WHAT IS REQUIRED: Please copy everything in the records below, from the very start down to the line that contains "box: [476, 252, 494, 282]", including that line, with every character unchanged. Leave the pictures out of your answer.

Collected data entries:
======

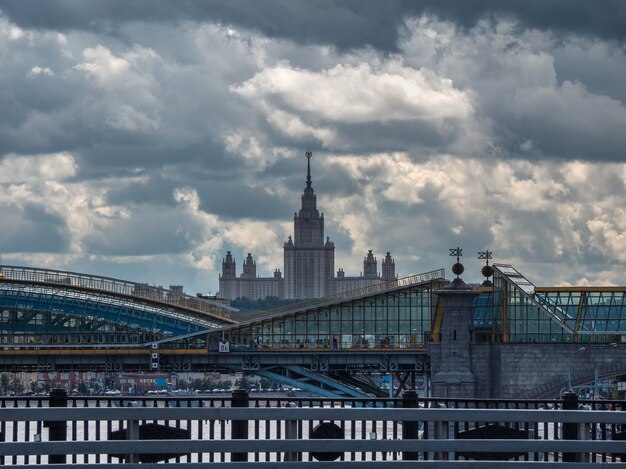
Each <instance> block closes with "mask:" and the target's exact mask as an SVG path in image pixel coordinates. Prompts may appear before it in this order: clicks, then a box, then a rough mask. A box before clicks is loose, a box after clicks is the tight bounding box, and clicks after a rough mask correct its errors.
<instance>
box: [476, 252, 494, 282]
mask: <svg viewBox="0 0 626 469" xmlns="http://www.w3.org/2000/svg"><path fill="white" fill-rule="evenodd" d="M492 254H493V252H491V251H489V250H487V251H479V252H478V259H485V265H484V266H483V268H482V270H481V271H480V272H481V273H482V274H483V276H484V277H486V278H485V281H484V282H483V286H484V287H490V286H492V285H493V284H492V283H491V281H490V280H489V277H491V276H492V275H493V267H491V266H490V265H489V259H491V258H492V257H491V255H492Z"/></svg>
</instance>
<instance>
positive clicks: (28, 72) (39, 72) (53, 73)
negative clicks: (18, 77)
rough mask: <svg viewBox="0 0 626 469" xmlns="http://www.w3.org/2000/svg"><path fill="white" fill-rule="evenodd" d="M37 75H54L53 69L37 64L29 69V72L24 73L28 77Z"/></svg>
mask: <svg viewBox="0 0 626 469" xmlns="http://www.w3.org/2000/svg"><path fill="white" fill-rule="evenodd" d="M39 75H46V76H49V77H53V76H54V71H53V70H52V69H51V68H50V67H39V66H38V65H36V66H34V67H33V68H31V69H30V72H28V74H27V75H26V76H27V77H28V78H33V77H36V76H39Z"/></svg>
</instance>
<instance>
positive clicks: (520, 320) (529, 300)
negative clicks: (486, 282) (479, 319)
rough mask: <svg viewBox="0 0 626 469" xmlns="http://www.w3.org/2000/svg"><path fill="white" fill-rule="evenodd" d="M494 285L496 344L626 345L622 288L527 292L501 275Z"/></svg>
mask: <svg viewBox="0 0 626 469" xmlns="http://www.w3.org/2000/svg"><path fill="white" fill-rule="evenodd" d="M493 285H494V286H493V294H492V296H493V321H492V324H491V334H492V340H493V341H495V342H538V343H559V342H561V343H562V342H596V343H612V342H622V341H626V291H625V290H626V289H624V287H602V288H600V287H588V288H584V287H571V288H567V287H562V288H557V287H553V288H543V289H542V288H539V287H535V289H534V291H533V292H532V293H528V292H526V291H524V289H522V288H520V287H519V286H518V285H516V283H515V282H514V281H511V280H510V279H508V278H507V277H506V276H505V275H501V274H499V273H498V272H496V273H495V274H494V278H493ZM475 323H476V321H475Z"/></svg>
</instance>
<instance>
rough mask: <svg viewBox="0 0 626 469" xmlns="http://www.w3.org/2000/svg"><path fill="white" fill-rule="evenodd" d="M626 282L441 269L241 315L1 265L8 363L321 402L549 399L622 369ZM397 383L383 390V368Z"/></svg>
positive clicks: (618, 375)
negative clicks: (226, 388) (426, 400)
mask: <svg viewBox="0 0 626 469" xmlns="http://www.w3.org/2000/svg"><path fill="white" fill-rule="evenodd" d="M625 337H626V287H619V286H609V287H592V286H584V287H539V286H535V285H533V284H532V283H531V282H530V281H529V280H528V279H527V278H526V277H524V275H522V274H521V273H520V272H519V271H518V270H517V269H515V268H514V267H513V266H511V265H507V264H494V265H493V282H486V283H484V284H483V285H474V286H467V285H465V284H464V283H463V282H462V280H460V279H455V280H454V281H453V282H450V281H449V280H446V278H445V271H444V269H439V270H435V271H432V272H427V273H423V274H418V275H413V276H410V277H406V278H400V279H395V280H392V281H390V282H387V283H384V284H379V285H375V286H370V287H366V288H363V289H359V290H353V291H350V292H344V293H341V294H337V295H333V296H329V297H324V298H320V299H316V300H311V301H303V302H301V303H297V304H292V305H289V306H286V307H284V308H279V309H275V310H271V311H262V312H256V313H249V314H245V315H244V314H242V313H239V312H238V311H237V310H235V309H234V308H231V307H229V306H227V305H225V304H222V303H220V302H218V301H212V300H206V299H203V298H197V297H193V296H187V295H184V294H181V293H180V292H174V291H171V290H167V289H163V288H160V287H159V288H157V287H153V286H149V285H146V284H142V283H134V282H128V281H123V280H118V279H113V278H107V277H99V276H94V275H86V274H80V273H73V272H65V271H59V270H51V269H39V268H29V267H19V266H7V265H3V266H0V371H36V370H41V371H52V370H56V371H69V370H77V371H78V370H91V371H105V372H127V371H128V372H131V371H132V372H137V371H150V370H153V371H157V370H158V371H171V372H183V371H209V370H225V371H230V372H232V371H240V372H246V373H252V374H256V375H259V376H264V377H267V378H271V379H273V380H276V381H278V382H280V383H283V384H286V385H291V386H294V387H298V388H301V389H305V390H308V391H311V392H315V393H318V394H321V395H323V396H329V397H333V396H350V397H361V396H366V395H372V394H374V395H381V394H385V395H391V394H394V395H398V394H399V393H400V392H401V391H402V390H405V389H415V388H416V386H419V384H421V383H426V389H428V388H429V386H428V383H429V381H432V384H433V386H432V388H431V390H432V392H436V393H438V394H439V395H442V396H444V397H445V396H448V397H455V396H456V397H492V398H493V397H495V398H499V397H501V398H534V397H554V395H556V394H557V393H558V392H559V391H560V390H561V389H563V388H570V387H571V386H576V385H581V384H584V383H591V382H593V381H597V379H598V378H604V377H609V376H619V375H620V374H626V338H625ZM381 375H385V376H387V377H390V379H389V383H392V385H390V386H389V388H390V389H389V390H382V389H381V387H380V376H381Z"/></svg>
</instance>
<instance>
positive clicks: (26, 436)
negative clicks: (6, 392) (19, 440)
mask: <svg viewBox="0 0 626 469" xmlns="http://www.w3.org/2000/svg"><path fill="white" fill-rule="evenodd" d="M26 407H30V399H26ZM24 441H30V422H29V421H24ZM24 464H30V455H25V456H24Z"/></svg>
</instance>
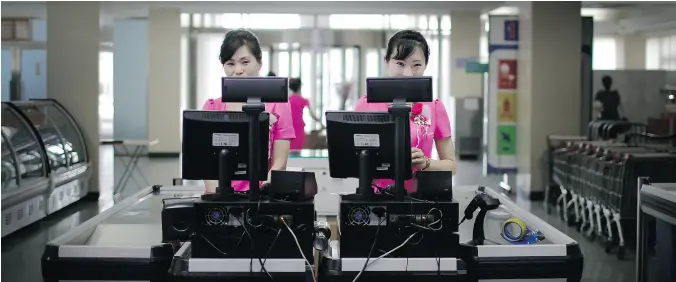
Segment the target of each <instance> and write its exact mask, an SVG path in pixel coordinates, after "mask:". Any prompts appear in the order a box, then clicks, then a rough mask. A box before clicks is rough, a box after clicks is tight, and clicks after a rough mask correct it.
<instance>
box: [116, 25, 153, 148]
mask: <svg viewBox="0 0 676 282" xmlns="http://www.w3.org/2000/svg"><path fill="white" fill-rule="evenodd" d="M147 50H148V21H147V20H145V19H123V20H116V21H115V22H114V23H113V54H114V55H113V92H114V94H113V95H114V97H115V99H114V102H113V104H114V107H115V113H114V115H113V119H114V123H113V124H114V129H113V135H114V136H115V138H116V139H123V140H145V139H146V138H147V137H148V77H147V74H148V51H147Z"/></svg>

======

ANSWER TO THIS TASK:
Each <instance> block closes with "mask:" and the target's exact mask as an SVG path in image pixel coordinates. Prompts may appear before it in this order: clicks, then a box, then a rough mask. A box before clicks is loose, a box after clicks is the tight bounding box, and clicks after a rough mask correct its errors.
<instance>
box: [476, 252, 494, 282]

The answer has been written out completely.